§ Provided text:
┌──

Once the installer has downloaded, run the installer. The "express" option, which installs all available items, seems to work. If the installer complains about not finding Visual Studio, select the option to proceed anyway.

Allow access to the GPU performance counters (probably optional)

Allow "access to the GPU performance counters to all users" in the NVIDIA Control Panel (accessible through Control Panel > Hardware: NVIDIA Control Panel). Select the "Manage GPU Performance Counters" in the sidebar. This step might make the GPU usage more accessible to non-admin processes.

Install Miniconda

Download the latest Miniconda3 installer for Windows 64-bit and run the installer.

At this point, open the newly installed Anaconda prompt and run `nvidia-smi`. This should show GPU information and this means the driver and CUDA installation was successful.

Create a conda environment and install packages

The strict channel priority and use of an environment (called cforge in these directions) helps prevent the base install from corruption. The mamba package installer is a faster drop-in replacement for the conda installer.

Specifying the exact version numbers for pytorch is a work-around for mamba, which will otherwise install the cpu-only pytorch. There is a chance that you will need to search for the current version numbers of pytorch below (The version numbers are correct as of 2021-11-18). Note that we install python 3.9 in the steps below and CUDA 11.5 in the steps above so we need a pytorch binary that matches our python version (3.9) uses CUDA Version 11.x where 11.x is <= 11.5. The following command will list all available versions.

$ mamba search pytorch -c pytorch

To setup an environment and install the pytorch packages, enter the following in the the Anaconda Prompt, one input line at a time. The $ represents the command prompt (and the start of an input line) and should not be typed.

└──

§ Brief A: In the setup guide, what should you do if the installer complains that it cannot find Visual Studio?
§ Brief B: Summarize the setup guide in two sentences.
§ Brief C: Please write the next part of the setup guide, starting right after its last sentence.

§ Recorded information:
┌──

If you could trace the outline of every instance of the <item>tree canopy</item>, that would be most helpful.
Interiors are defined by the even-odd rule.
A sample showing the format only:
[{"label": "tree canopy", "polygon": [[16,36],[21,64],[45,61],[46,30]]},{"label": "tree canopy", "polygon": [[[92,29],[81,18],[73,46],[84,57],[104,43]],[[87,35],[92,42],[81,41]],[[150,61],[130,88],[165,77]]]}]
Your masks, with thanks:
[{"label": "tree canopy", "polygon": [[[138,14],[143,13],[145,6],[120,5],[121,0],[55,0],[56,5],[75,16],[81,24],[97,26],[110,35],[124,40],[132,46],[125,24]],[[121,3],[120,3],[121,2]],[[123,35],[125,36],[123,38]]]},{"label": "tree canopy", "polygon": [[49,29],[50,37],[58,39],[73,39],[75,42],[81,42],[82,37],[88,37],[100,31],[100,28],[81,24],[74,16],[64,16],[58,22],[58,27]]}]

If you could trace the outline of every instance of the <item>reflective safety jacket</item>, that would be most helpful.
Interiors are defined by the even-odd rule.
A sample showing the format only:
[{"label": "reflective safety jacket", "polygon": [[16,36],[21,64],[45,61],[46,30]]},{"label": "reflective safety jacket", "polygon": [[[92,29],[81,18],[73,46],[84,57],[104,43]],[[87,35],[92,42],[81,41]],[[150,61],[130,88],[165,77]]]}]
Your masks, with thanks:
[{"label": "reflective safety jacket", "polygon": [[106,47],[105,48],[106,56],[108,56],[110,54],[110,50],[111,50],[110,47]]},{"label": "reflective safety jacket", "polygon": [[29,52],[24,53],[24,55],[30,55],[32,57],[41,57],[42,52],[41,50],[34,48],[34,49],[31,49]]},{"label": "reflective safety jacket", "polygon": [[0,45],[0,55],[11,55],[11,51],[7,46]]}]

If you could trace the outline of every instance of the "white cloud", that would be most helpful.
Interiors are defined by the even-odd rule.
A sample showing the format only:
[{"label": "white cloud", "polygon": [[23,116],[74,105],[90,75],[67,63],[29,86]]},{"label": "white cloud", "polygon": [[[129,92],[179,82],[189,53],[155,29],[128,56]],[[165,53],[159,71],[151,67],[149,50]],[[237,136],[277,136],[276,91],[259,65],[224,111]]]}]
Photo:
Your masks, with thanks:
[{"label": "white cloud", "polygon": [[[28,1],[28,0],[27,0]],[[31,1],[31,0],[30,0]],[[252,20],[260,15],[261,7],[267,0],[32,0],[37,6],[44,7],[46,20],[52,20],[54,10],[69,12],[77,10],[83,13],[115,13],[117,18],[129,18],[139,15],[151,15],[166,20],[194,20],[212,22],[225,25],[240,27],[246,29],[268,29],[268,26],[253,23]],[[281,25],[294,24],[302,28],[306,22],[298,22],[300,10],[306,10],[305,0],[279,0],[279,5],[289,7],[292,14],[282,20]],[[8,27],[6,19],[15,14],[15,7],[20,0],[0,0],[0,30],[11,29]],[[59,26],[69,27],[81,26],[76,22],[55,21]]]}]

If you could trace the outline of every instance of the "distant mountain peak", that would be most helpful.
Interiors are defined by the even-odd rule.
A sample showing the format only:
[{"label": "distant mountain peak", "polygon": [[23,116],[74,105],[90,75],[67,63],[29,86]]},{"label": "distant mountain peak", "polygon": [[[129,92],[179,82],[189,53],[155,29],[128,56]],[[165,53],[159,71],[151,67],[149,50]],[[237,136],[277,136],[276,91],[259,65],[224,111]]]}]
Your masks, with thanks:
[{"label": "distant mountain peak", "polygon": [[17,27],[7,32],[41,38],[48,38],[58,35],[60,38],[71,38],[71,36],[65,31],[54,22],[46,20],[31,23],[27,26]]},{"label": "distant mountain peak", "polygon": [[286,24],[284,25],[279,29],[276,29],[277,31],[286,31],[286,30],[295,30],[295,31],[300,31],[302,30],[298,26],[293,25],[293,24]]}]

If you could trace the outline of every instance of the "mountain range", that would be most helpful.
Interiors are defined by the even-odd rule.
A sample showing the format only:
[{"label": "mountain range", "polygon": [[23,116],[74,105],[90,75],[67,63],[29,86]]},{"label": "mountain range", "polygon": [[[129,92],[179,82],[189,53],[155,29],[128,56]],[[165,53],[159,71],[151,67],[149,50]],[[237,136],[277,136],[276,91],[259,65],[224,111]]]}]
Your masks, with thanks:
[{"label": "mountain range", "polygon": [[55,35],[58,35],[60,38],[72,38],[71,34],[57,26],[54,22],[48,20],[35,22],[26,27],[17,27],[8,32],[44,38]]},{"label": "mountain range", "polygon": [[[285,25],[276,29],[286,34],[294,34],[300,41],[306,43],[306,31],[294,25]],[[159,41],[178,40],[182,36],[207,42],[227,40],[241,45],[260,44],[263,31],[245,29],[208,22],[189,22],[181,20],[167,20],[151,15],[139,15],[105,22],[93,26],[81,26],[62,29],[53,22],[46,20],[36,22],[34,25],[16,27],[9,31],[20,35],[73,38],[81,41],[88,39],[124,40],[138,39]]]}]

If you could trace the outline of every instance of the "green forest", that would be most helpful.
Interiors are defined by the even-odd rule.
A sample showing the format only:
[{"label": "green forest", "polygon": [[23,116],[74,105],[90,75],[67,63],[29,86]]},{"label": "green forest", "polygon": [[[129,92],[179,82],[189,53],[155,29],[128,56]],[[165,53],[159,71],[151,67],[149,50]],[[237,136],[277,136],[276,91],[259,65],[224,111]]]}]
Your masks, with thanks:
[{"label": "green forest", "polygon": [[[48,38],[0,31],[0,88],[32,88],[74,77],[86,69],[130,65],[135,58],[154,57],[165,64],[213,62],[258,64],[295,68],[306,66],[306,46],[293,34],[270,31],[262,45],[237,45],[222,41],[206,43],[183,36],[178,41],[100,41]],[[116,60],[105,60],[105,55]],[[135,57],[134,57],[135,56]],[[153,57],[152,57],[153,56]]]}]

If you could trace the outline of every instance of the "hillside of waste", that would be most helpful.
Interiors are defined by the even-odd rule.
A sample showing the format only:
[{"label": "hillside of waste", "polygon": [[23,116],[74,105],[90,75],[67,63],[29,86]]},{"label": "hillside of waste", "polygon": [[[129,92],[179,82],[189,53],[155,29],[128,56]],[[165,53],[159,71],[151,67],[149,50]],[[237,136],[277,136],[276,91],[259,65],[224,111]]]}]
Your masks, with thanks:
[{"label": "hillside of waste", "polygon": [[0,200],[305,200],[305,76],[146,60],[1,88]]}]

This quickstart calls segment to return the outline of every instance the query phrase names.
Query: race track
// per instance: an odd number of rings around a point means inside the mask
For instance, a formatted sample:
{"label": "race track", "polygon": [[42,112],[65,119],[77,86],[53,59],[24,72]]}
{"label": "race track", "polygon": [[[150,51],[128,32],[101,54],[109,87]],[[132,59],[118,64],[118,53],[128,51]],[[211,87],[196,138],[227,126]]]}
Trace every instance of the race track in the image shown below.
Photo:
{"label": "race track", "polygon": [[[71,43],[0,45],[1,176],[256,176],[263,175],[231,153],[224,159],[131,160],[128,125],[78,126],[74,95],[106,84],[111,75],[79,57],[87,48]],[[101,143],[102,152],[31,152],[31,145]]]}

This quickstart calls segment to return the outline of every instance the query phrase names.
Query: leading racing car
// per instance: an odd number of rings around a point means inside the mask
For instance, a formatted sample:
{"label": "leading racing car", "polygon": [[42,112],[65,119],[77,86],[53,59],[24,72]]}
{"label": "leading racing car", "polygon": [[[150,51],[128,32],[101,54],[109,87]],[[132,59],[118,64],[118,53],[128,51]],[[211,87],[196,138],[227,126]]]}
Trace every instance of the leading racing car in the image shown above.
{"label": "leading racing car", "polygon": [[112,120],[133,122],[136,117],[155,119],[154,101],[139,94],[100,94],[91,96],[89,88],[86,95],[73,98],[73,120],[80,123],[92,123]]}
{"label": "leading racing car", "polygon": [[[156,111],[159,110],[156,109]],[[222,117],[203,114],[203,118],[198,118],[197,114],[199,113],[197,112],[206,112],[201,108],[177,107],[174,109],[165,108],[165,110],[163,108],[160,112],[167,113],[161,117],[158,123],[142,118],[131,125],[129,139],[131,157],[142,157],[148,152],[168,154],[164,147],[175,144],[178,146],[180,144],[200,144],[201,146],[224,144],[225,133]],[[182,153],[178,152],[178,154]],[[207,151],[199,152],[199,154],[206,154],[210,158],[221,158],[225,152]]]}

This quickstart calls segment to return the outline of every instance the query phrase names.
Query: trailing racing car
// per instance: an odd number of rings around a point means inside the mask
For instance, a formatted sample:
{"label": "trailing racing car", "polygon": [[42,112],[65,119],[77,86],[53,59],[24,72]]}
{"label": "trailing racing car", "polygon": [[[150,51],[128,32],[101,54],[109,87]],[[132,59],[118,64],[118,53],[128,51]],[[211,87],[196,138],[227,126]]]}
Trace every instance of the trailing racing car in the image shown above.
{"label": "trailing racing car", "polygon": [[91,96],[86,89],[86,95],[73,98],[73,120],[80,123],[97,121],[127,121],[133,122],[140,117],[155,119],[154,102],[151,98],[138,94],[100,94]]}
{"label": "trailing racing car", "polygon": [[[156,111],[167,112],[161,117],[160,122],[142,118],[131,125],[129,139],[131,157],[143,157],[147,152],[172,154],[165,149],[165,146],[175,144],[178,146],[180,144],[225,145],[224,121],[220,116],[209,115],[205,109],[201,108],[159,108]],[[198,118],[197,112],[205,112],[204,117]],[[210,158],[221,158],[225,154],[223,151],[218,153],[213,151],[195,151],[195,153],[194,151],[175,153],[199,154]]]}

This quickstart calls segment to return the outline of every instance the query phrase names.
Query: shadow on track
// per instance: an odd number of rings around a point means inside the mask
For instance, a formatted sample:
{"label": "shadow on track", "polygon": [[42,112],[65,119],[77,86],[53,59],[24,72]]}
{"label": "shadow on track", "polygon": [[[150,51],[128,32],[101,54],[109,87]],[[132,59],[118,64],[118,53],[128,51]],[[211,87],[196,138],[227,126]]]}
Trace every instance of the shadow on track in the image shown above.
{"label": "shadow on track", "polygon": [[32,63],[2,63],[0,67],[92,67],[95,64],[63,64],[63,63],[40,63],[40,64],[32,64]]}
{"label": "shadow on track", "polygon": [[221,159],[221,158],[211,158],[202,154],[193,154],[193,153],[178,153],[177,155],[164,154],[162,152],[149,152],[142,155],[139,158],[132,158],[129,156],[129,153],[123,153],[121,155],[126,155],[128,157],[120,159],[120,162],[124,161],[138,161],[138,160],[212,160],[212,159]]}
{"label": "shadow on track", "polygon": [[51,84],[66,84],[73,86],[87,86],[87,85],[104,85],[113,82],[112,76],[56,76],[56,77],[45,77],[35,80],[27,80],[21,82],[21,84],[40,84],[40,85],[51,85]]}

└──

§ Exercise response A: Select the option to proceed anyway.

§ Exercise response B: The setup guide covers running the installer, optionally allowing all users access to the GPU performance counters in the NVIDIA Control Panel, and installing Miniconda, after which running `nvidia-smi` in the Anaconda prompt should confirm that the driver and CUDA installed successfully. It then explains creating a conda environment with strict channel priority and the mamba installer, and notes that exact pytorch version numbers must be given so that mamba does not install the cpu-only pytorch.

§ Exercise response C:
$ conda config --set channel_priority strict  
$ conda create --name cforge  
$ conda activate cforge  
$ conda config --add channels conda-forge  
$ conda config --env --set channel_priority strict

Next, install python and mamba into the newly created (and active) environment.

$ conda install python=3.9 mamba pip

The next set of packages install a fairly complete data science setup. These are optional but you will probably want them!

$ mamba install pandas scikit-learn matplotlib \
jupyterlab plotnine nodejs tqdm regex dask scikit-learn \
statsmodels bokeh networkx ipywidgets jupytext

Finally, install pytorch, the Huggingface transformers (optional) and fast.ai (optional). If needed, use mamba search pytorch -c pytorch to identify available packages and version numbers as described above.

$ mamba install -c pytorch pytorch==1.10.0=py3.9_cuda11.3_cudnn8_0
$ mamba install -c pytorch torchvision torchaudio
$ mamba install transformers
$ mamba install -c fastchan fastai

Verify that Pytorch can see the GPU

In the Anaconda Prompt, with the cforge environment active, execute the following command to see if CUDA is available to pytorch. It will return True or False:

$ python -c "import torch; print(torch.cuda.is_available())"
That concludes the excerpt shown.